■ PROVIDED RECORDS:
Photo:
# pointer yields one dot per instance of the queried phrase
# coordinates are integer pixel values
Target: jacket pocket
==
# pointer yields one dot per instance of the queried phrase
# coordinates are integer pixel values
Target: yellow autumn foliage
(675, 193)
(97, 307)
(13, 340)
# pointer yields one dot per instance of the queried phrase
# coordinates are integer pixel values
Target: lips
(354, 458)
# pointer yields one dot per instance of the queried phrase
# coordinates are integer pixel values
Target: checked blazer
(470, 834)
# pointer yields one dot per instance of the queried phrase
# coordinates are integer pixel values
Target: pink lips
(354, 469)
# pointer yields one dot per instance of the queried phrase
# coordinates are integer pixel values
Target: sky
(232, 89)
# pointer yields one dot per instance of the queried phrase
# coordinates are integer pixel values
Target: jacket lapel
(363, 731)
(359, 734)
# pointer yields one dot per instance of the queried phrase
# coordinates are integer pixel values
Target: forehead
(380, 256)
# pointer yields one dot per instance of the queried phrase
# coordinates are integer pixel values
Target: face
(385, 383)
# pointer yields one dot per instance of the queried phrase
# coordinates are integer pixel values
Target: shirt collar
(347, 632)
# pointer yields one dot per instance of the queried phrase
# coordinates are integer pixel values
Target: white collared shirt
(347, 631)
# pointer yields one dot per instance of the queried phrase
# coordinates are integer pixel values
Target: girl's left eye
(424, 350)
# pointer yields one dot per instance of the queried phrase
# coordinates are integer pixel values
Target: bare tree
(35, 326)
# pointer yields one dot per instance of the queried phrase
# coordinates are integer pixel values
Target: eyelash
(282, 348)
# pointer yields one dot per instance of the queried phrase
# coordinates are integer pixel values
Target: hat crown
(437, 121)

■ STATED GOAL:
Find each line in the listing above that contains the word "shirt", and copy those lines out.

■ RESULT FOR THIS EXERCISE:
Target: shirt collar
Target: white collared shirt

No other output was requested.